* [Passage to read]:

-=-=-

= Catalytically competent protonation state =

The catalytically competent protonation state is the catalytically active protonation state of an enzyme. An enzyme is a protein, which catalyzes a chemical reaction. Proteins and enzymes consist of amino acids, some of which are titratable (i.e., they can alter their charge when the pH of the solution changes), and an enzyme commonly needs a set of specific residues in its active site to occupy a specific protonation state to be catalytically active.

An example of this phenomenon is provided by hen egg white lysozyme - a lysozyme that has two acidic residues in its active site that are important for catalytic activity: Glu35 and Asp 52. For hen egg white lysozyme to be catalytically active, Glu35 must be neutral (i.e., be protonated), whereas Asp 52 must be negatively charged (i.e., it has lost its proton). The protonation state Glu35H,Asp52– is thus the catalytically competent protonation state of hen egg white lysozyme, where H denotes the protonated form of the Glu.

==pH-activity profiles==
Since an enzyme is active only when it is in the catalytically competent protonation state (i.e., it occupies a specific protonation state), it follows that the fraction of enzyme molecules in the catalytically competent protonation state determines how active a population of enzyme molecules are. The fractional population of the catalytically competent protonation state is thus a significant quantity, and the pH-dependence of the fractional population of the catalytically competent protonation state determines the pH-activity profile of the enzyme.

The population of a catalytically competent protonation state can be predicted using protein pKa calculations.

-=-=-

Stored dataset items
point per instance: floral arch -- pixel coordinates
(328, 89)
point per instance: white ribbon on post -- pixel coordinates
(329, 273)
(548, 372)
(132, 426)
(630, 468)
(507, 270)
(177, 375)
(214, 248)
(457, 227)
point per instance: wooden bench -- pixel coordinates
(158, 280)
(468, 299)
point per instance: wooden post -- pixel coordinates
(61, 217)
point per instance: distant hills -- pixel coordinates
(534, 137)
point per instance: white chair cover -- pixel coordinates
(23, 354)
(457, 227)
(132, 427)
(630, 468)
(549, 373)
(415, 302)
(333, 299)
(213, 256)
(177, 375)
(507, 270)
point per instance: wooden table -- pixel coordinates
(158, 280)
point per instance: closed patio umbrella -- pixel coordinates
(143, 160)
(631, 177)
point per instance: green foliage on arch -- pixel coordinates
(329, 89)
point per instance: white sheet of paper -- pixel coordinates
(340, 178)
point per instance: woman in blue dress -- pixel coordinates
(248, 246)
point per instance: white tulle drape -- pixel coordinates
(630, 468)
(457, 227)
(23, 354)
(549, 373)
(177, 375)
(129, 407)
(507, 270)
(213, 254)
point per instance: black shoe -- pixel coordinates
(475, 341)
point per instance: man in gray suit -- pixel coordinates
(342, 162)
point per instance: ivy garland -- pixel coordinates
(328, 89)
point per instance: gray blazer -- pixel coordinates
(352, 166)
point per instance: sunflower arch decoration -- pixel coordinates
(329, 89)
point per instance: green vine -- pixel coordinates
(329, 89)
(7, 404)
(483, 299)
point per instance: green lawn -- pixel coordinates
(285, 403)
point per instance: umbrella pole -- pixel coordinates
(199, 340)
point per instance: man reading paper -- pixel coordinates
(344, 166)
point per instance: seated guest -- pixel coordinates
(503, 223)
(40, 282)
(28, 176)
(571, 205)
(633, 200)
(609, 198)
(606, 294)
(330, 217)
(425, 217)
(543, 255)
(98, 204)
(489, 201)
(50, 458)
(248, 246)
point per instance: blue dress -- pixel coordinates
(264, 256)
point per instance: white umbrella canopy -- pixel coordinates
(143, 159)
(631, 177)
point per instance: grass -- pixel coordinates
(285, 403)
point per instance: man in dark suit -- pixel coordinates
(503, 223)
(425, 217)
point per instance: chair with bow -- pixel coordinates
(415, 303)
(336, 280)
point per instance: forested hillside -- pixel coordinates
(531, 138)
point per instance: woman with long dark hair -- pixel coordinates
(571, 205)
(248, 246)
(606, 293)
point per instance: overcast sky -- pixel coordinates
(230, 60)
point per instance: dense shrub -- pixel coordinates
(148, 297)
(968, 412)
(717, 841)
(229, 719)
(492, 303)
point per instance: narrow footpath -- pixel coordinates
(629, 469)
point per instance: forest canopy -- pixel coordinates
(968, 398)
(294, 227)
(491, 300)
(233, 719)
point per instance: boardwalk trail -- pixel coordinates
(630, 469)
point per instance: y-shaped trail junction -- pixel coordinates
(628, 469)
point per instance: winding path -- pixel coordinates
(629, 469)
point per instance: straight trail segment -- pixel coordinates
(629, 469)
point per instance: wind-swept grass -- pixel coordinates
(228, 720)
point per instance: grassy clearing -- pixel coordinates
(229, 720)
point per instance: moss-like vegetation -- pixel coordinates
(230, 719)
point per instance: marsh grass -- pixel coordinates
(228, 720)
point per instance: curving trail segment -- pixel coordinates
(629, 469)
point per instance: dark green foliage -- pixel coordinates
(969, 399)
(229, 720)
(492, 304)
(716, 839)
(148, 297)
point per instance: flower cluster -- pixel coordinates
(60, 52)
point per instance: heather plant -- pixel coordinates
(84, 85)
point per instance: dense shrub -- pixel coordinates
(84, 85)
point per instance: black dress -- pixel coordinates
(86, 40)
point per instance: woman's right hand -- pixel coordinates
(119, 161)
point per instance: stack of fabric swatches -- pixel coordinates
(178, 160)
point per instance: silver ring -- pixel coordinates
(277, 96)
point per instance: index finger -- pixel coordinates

-=-=-

* [Task objective]: According to the passage on the catalytically competent protonation state, what charge state must Asp 52 be in for hen egg white lysozyme to be catalytically active?

* [Task answer]: Asp 52 must be negatively charged, having lost its proton.